◆ **Given exercise A**: Retype the Bacula mailing-list post from "Bacula 3.0.0 running" to "Slots via SAS.", keeping every character unchanged.
◆ **Given exercise B**: Continue the Bacula mailing-list post from the point at which it stops.

◆ **Source text**:

[Begin]

Bacula-users

[Bacula-users] Strange error with Files on Volume / in Catalog after upgrade from 2.4.4 to 3.0.0

2009-05-04 07:15:47
Subject: [Bacula-users] Strange error with Files on Volume / in Catalog after upgrade from 2.4.4 to 3.0.0
From: Christian Gaul <christian.gaul AT otop DOT de>
To: bacula-users AT lists.sourceforge DOT net
Date: Mon, 04 May 2009 12:51:55 +0200
Hello List,

since upgrading one of my Directors and the connected SD to 3.0.0 last
week, i've noticed that every couple of writes to tape, the volume will
get marked in error because of "Number of Files mismatch".

The same director writing to the same SD on a disk device works without
problems, so i'm suspecting a change to one of the default values of the
device resource maybe? To me it looks like the File count in the MySQL
does not get incremented after completing the write job.

I'm a little bit stumped because this configuration has been running
well for about a year now, over the weekend i used bscan on all of my
disk and tape volumes to build a new catalog, since i suspected the
upgrade script (even though very simple) might have broken something so
the increment didnt work anymore. Since i now have a new Catalog and it
is still doing the same thing, here i am asking if any of you know this
behavior.

Next i will be trying the btape testsuite again, seeing if something
changed which i didnt see in the changelog that will force me to use
some kind of twoeof or somethingorother option.

Bacula 3.0.0 running on Gentoo, Mysql running on a different host (Xeon
2.4ghz x2, hardware raid5 on 3x 10k disks), autochanger is a TL2000 with
1 Drive, 24 Slots via SAS.

Relevant sections of my SD config:

Storage {
  Name = bacula-sd
  SDPort = 9103         
  WorkingDirectory = "/var/lib/bacula"
  Pid Directory = "/var/run"
  Maximum Concurrent Jobs = 20
}

Autochanger {
        Name = "TapeStorage"
        Device = "LTO3"
        Changer Device = "/dev/Changer"

[End]

[Records in a dataset]
[Begin]

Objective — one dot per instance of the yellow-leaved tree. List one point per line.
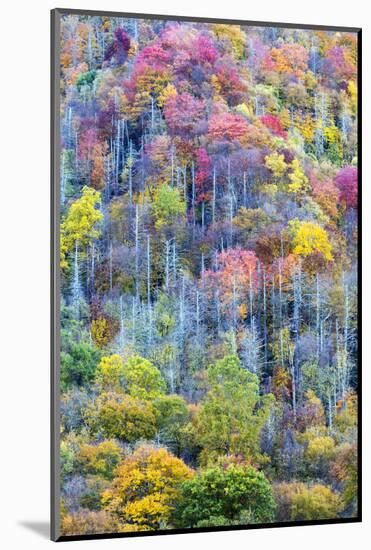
(81, 223)
(276, 164)
(309, 238)
(298, 179)
(146, 488)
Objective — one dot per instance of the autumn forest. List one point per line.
(208, 262)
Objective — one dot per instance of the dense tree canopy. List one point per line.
(208, 221)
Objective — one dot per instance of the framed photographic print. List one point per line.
(205, 274)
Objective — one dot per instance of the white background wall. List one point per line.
(24, 271)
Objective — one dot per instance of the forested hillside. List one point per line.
(208, 196)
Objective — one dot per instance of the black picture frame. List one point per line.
(55, 276)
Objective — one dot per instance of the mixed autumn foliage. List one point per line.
(208, 266)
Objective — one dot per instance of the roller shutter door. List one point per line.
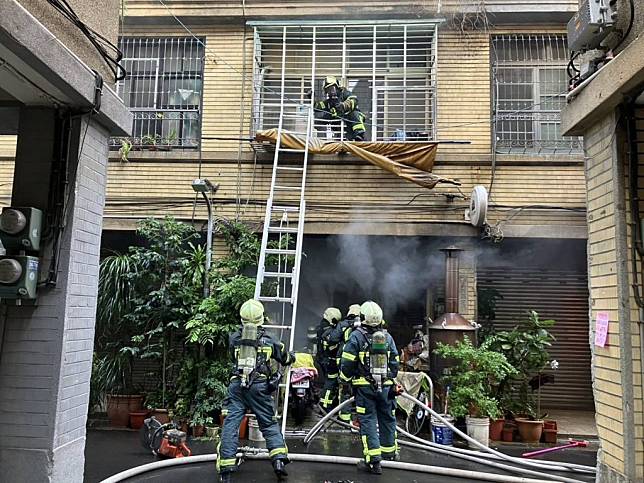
(558, 295)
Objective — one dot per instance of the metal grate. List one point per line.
(530, 86)
(163, 90)
(389, 67)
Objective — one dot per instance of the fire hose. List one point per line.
(492, 454)
(311, 458)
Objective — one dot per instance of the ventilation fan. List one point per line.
(478, 206)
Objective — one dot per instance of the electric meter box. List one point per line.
(20, 228)
(591, 24)
(18, 277)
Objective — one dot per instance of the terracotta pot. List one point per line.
(161, 415)
(119, 407)
(508, 435)
(530, 431)
(137, 418)
(496, 429)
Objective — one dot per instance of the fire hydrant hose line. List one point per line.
(491, 453)
(313, 458)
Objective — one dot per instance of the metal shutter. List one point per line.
(558, 295)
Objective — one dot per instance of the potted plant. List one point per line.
(476, 373)
(526, 349)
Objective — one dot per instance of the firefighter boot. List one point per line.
(373, 467)
(279, 466)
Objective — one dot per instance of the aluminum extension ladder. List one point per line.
(280, 257)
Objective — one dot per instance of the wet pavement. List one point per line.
(109, 452)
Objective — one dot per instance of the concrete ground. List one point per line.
(109, 452)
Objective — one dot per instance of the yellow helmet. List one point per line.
(252, 312)
(371, 313)
(332, 315)
(354, 310)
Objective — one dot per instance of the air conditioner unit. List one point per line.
(591, 24)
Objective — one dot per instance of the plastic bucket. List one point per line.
(254, 434)
(441, 433)
(478, 429)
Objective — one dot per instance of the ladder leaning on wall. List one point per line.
(280, 257)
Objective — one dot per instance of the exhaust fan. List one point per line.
(478, 206)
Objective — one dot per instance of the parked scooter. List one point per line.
(303, 373)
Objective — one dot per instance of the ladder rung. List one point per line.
(282, 229)
(275, 299)
(285, 327)
(287, 188)
(277, 275)
(285, 208)
(279, 251)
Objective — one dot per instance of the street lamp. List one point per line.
(205, 187)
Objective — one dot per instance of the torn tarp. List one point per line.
(411, 161)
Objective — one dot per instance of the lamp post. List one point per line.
(205, 187)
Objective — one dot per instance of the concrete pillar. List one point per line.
(46, 351)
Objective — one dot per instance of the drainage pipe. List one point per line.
(435, 470)
(520, 461)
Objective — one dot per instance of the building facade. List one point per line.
(608, 110)
(205, 77)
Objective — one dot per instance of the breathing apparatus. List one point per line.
(252, 316)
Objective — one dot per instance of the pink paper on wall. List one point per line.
(601, 329)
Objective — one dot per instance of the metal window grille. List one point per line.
(163, 90)
(530, 86)
(389, 67)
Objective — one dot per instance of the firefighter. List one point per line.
(370, 361)
(251, 387)
(344, 330)
(327, 356)
(340, 103)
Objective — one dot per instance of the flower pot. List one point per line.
(478, 429)
(119, 407)
(530, 431)
(496, 429)
(508, 434)
(137, 418)
(161, 415)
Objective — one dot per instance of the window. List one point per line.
(163, 90)
(389, 67)
(530, 86)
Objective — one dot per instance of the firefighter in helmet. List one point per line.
(370, 362)
(251, 387)
(343, 333)
(327, 354)
(340, 103)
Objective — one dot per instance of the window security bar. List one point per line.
(391, 68)
(530, 85)
(163, 91)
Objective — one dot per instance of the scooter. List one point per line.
(303, 374)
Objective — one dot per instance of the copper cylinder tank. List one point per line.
(451, 326)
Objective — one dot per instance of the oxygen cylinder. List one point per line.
(379, 362)
(247, 359)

[End]

◆ **Written response A**:
Bacula 3.0.0 running on Gentoo, Mysql running on a different host (Xeon
2.4ghz x2, hardware raid5 on 3x 10k disks), autochanger is a TL2000 with
1 Drive, 24 Slots via SAS.

◆ **Written response B**:
        Changer Command = "/usr/libexec/bacula/mtx-changer %c %o %S %a %d"
}

Device {
        Name = "LTO3"
        Drive Index = 0
        Autochanger = yes
        Media Type = "Tape"
        Archive Device = "/dev/LTO3"
        AutomaticMount = yes
        Always Open = yes
        Removable Media = yes
        Random Access = no
        LabelMedia = yes;
}


Dir config:

Director {                            # define myself
  Name = bacula-dir
  DIRport = 9101                # where we listen for UA connections
  QueryFile = "/usr/libexec/bacula/query.sql"
  WorkingDirectory = "/var/lib/bacula"
  PidDirectory = "/var/run"
  Maximum Concurrent Jobs = 20
  Password = "foo"         # Console password
  Messages = Daemon
}



Storage {
  Name = "TapeStorage"
  Address = bacula.foo.example.com
  SDPort = 9103
  Password = "foo"
  Device = "TapeStorage"
  Media Type = Tape
  Maximum Concurrent Jobs = 4
  Autochanger = yes
}

Snips from logs:

04-May 11:31 bacula-sd JobId 16310: Job
TorHomeLong.2009-05-04_11.20.00_35 waiting. Cannot find any appendable
volumes.
Please use the "label"  command to create a new Volume for:
    Storage:      "LTO3" (/dev/LTO3)
    Pool:         Monthly
    Media type:   Tape
*update
Automatically selected Catalog: MyCatalog
Using Catalog "MyCatalog"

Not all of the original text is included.